• _Problem to solve_: Could you rewrite the records below, swapping "trace" for "segment" and leaving everything else the same?

:: Record set ::

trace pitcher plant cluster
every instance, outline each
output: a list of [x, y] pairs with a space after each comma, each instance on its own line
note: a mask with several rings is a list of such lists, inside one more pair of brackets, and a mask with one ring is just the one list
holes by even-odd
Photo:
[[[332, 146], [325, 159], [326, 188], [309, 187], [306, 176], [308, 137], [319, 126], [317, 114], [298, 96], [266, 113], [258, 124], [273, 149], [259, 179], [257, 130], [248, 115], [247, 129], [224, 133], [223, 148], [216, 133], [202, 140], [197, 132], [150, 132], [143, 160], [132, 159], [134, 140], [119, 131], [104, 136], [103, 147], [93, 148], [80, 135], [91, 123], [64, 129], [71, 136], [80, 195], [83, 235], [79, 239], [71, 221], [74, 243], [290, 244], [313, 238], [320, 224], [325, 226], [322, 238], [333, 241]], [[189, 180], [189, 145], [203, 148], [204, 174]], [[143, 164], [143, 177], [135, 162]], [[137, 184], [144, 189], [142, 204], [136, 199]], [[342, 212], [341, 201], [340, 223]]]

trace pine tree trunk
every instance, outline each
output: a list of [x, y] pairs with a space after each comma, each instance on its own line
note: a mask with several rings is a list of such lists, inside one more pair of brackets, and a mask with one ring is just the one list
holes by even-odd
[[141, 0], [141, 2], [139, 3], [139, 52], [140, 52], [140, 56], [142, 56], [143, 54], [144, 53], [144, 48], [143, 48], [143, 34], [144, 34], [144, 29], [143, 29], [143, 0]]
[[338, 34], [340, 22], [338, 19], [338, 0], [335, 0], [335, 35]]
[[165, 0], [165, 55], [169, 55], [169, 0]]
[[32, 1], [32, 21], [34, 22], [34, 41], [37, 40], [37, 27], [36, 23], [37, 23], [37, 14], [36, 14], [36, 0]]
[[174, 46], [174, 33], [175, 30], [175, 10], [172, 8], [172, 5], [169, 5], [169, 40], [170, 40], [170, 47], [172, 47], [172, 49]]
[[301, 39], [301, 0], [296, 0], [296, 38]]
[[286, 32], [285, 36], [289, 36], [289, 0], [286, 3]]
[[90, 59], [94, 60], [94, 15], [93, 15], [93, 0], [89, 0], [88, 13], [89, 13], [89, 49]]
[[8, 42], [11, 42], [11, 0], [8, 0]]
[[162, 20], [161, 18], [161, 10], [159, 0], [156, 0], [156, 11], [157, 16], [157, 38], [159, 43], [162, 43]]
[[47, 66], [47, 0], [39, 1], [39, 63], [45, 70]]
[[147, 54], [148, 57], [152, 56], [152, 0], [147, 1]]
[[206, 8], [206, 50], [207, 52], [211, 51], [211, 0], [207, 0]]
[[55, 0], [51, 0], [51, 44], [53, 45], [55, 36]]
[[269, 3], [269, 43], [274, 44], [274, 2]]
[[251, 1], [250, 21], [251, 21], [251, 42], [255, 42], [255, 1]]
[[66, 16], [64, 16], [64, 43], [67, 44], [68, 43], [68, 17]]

:::

• _Task result_:
segment pitcher plant cluster
every instance, outline each
output: a list of [x, y] pairs with a space after each comma, each instance on its own line
note: a mask with several rings is a list of such lists, inside one more pair of brackets, and a mask with one ring is just the one list
holes by even-odd
Photo:
[[[332, 146], [325, 159], [326, 188], [309, 187], [306, 176], [308, 137], [319, 126], [317, 114], [298, 96], [266, 113], [258, 124], [273, 149], [259, 179], [257, 130], [248, 115], [247, 129], [224, 133], [223, 148], [216, 133], [202, 140], [197, 132], [150, 132], [143, 160], [132, 159], [134, 140], [119, 131], [104, 136], [103, 147], [93, 148], [80, 135], [91, 123], [64, 129], [71, 136], [80, 195], [83, 235], [79, 239], [71, 221], [74, 243], [290, 244], [313, 238], [320, 224], [325, 226], [322, 238], [333, 241]], [[189, 180], [189, 145], [203, 148], [204, 174]], [[143, 164], [143, 177], [135, 162]], [[137, 184], [144, 189], [142, 204], [136, 199]], [[342, 212], [341, 201], [340, 223]]]

segment pine tree trunk
every instance, outline each
output: a list of [x, y] pairs with a space after each comma, each instance on its own line
note: a mask with several rings is a list of such lists, inside one more pair of brackets, and a mask with one ring is just the one list
holes by even-odd
[[141, 0], [141, 2], [139, 3], [139, 52], [140, 52], [140, 56], [142, 56], [143, 54], [144, 53], [144, 48], [143, 48], [143, 34], [144, 34], [144, 29], [143, 29], [143, 0]]
[[338, 34], [340, 22], [338, 19], [338, 0], [335, 0], [335, 35]]
[[165, 0], [165, 55], [169, 55], [169, 0]]
[[32, 1], [32, 21], [34, 22], [34, 41], [37, 40], [37, 27], [36, 23], [37, 23], [37, 14], [36, 14], [36, 0]]
[[174, 46], [174, 33], [175, 30], [175, 10], [172, 8], [172, 5], [169, 5], [169, 40], [170, 40], [170, 47], [172, 47], [172, 49]]
[[301, 39], [301, 0], [296, 0], [296, 38]]
[[286, 32], [285, 36], [289, 36], [289, 0], [286, 3]]
[[90, 59], [94, 60], [94, 15], [93, 15], [93, 0], [89, 0], [88, 13], [89, 13], [89, 49]]
[[8, 42], [11, 42], [11, 0], [8, 0]]
[[162, 20], [161, 18], [161, 10], [159, 0], [156, 0], [156, 11], [157, 16], [157, 38], [159, 43], [162, 43]]
[[47, 66], [47, 0], [39, 1], [39, 63], [45, 70]]
[[147, 54], [148, 57], [152, 56], [152, 0], [147, 1]]
[[206, 8], [206, 50], [207, 52], [211, 51], [211, 0], [207, 0]]
[[55, 0], [51, 0], [51, 44], [53, 45], [55, 36]]
[[269, 3], [269, 43], [274, 44], [274, 2]]
[[251, 1], [250, 21], [251, 21], [251, 42], [255, 42], [255, 1]]
[[66, 16], [64, 16], [64, 43], [67, 44], [68, 43], [68, 17]]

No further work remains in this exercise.